(Objective):
How many lines in the rows below contain the string "every", with case counting? Reply with the number alone.

(Data supplied):
□ □ □ □ □ □ □

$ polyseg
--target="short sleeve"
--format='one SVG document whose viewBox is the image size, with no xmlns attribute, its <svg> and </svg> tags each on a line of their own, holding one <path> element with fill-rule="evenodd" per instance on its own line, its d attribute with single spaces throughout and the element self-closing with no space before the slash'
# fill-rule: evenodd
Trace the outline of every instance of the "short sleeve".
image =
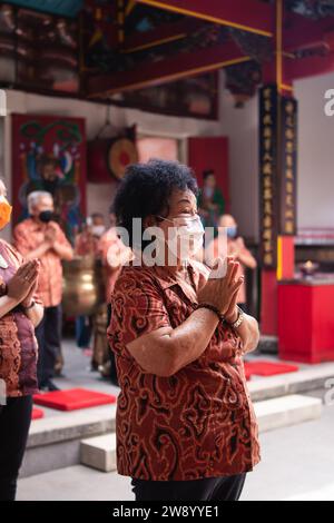
<svg viewBox="0 0 334 523">
<path fill-rule="evenodd" d="M 161 327 L 170 327 L 163 289 L 140 270 L 122 269 L 111 297 L 108 337 L 127 345 Z"/>
<path fill-rule="evenodd" d="M 13 230 L 14 247 L 18 251 L 26 256 L 31 250 L 29 235 L 26 231 L 24 224 L 19 224 Z"/>
</svg>

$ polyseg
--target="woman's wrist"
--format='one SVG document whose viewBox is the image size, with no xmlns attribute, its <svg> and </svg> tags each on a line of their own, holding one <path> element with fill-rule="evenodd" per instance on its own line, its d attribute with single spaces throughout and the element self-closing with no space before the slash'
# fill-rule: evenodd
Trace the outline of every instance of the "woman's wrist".
<svg viewBox="0 0 334 523">
<path fill-rule="evenodd" d="M 233 324 L 238 319 L 239 316 L 239 309 L 238 307 L 235 307 L 234 312 L 230 315 L 226 315 L 225 319 L 227 323 Z"/>
<path fill-rule="evenodd" d="M 31 308 L 33 308 L 36 305 L 36 302 L 35 299 L 30 299 L 29 303 L 22 303 L 22 307 L 24 310 L 30 310 Z"/>
<path fill-rule="evenodd" d="M 219 322 L 224 322 L 225 320 L 225 316 L 220 313 L 220 310 L 218 309 L 218 307 L 216 307 L 215 305 L 213 304 L 209 304 L 209 303 L 200 303 L 197 305 L 197 310 L 199 308 L 206 308 L 207 310 L 212 310 L 216 316 L 217 316 L 217 319 Z"/>
</svg>

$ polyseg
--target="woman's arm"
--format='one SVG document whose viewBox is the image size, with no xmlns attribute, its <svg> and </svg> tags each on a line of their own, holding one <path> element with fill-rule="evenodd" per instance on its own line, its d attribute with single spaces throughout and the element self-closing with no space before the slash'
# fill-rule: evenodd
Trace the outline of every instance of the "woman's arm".
<svg viewBox="0 0 334 523">
<path fill-rule="evenodd" d="M 252 353 L 256 349 L 259 341 L 258 323 L 253 316 L 244 315 L 244 322 L 235 329 L 243 343 L 243 352 Z"/>
<path fill-rule="evenodd" d="M 32 323 L 33 327 L 37 327 L 43 318 L 45 308 L 42 305 L 35 303 L 33 307 L 28 309 L 26 308 L 24 313 Z"/>
<path fill-rule="evenodd" d="M 234 258 L 227 258 L 225 276 L 209 278 L 198 293 L 198 303 L 213 305 L 225 315 L 244 282 L 243 277 L 236 278 L 238 267 Z M 127 348 L 144 371 L 158 376 L 171 376 L 199 358 L 218 322 L 216 313 L 199 308 L 178 327 L 158 328 L 129 343 Z"/>
<path fill-rule="evenodd" d="M 208 346 L 218 325 L 209 309 L 195 310 L 179 327 L 161 327 L 127 345 L 140 367 L 157 376 L 173 376 L 198 359 Z"/>
<path fill-rule="evenodd" d="M 0 297 L 0 318 L 6 316 L 10 310 L 16 308 L 18 305 L 18 300 L 16 298 L 12 298 L 10 296 L 1 296 Z"/>
</svg>

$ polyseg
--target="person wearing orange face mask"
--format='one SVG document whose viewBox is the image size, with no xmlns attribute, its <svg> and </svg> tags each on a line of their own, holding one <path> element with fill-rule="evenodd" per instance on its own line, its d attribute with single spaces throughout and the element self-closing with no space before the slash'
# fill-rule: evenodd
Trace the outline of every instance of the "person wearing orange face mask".
<svg viewBox="0 0 334 523">
<path fill-rule="evenodd" d="M 11 206 L 0 180 L 0 229 Z M 0 238 L 0 501 L 13 501 L 38 392 L 35 327 L 43 316 L 36 290 L 40 264 Z M 1 397 L 1 391 L 4 392 Z"/>
</svg>

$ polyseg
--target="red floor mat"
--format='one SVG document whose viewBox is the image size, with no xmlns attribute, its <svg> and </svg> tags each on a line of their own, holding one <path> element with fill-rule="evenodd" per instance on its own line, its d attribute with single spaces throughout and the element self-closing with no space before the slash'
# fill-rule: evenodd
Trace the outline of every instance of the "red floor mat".
<svg viewBox="0 0 334 523">
<path fill-rule="evenodd" d="M 70 388 L 33 396 L 37 405 L 55 408 L 56 411 L 78 411 L 80 408 L 97 407 L 116 402 L 116 396 L 102 394 L 86 388 Z"/>
<path fill-rule="evenodd" d="M 40 408 L 32 408 L 31 420 L 41 420 L 45 413 Z"/>
<path fill-rule="evenodd" d="M 245 373 L 247 379 L 250 376 L 276 376 L 277 374 L 288 374 L 299 371 L 296 365 L 274 362 L 247 362 L 245 363 Z"/>
</svg>

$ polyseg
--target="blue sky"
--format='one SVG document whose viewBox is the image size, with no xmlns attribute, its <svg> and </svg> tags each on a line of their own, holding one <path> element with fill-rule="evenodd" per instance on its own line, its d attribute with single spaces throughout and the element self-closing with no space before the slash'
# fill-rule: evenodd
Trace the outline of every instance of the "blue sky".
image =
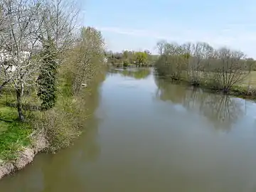
<svg viewBox="0 0 256 192">
<path fill-rule="evenodd" d="M 256 58 L 256 0 L 80 0 L 82 24 L 107 47 L 156 51 L 158 41 L 204 41 Z"/>
</svg>

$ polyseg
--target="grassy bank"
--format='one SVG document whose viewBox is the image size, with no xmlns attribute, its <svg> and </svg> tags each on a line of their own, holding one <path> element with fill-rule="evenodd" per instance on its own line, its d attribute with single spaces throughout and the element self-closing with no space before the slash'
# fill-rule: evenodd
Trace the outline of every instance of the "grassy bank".
<svg viewBox="0 0 256 192">
<path fill-rule="evenodd" d="M 55 107 L 47 111 L 24 110 L 26 122 L 19 121 L 15 107 L 6 106 L 6 96 L 9 102 L 12 95 L 3 94 L 0 100 L 1 161 L 16 161 L 23 149 L 33 148 L 35 142 L 38 142 L 34 139 L 38 134 L 43 134 L 48 141 L 48 147 L 43 149 L 48 151 L 70 145 L 85 130 L 87 117 L 93 113 L 90 104 L 103 79 L 102 74 L 95 77 L 79 95 L 74 96 L 70 92 L 71 85 L 60 78 Z"/>
</svg>

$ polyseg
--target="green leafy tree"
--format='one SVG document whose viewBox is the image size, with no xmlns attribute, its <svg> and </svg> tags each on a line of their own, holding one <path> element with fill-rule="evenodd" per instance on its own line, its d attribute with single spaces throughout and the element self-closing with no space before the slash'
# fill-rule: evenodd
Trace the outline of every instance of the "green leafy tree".
<svg viewBox="0 0 256 192">
<path fill-rule="evenodd" d="M 147 53 L 145 52 L 135 53 L 136 63 L 139 66 L 145 65 L 147 60 Z"/>
<path fill-rule="evenodd" d="M 41 53 L 43 65 L 38 78 L 38 96 L 41 100 L 41 107 L 48 110 L 54 107 L 56 100 L 56 75 L 58 64 L 56 51 L 52 40 L 48 40 L 43 45 Z"/>
</svg>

□ □ □ □ □ □ □

(Answer to this problem):
8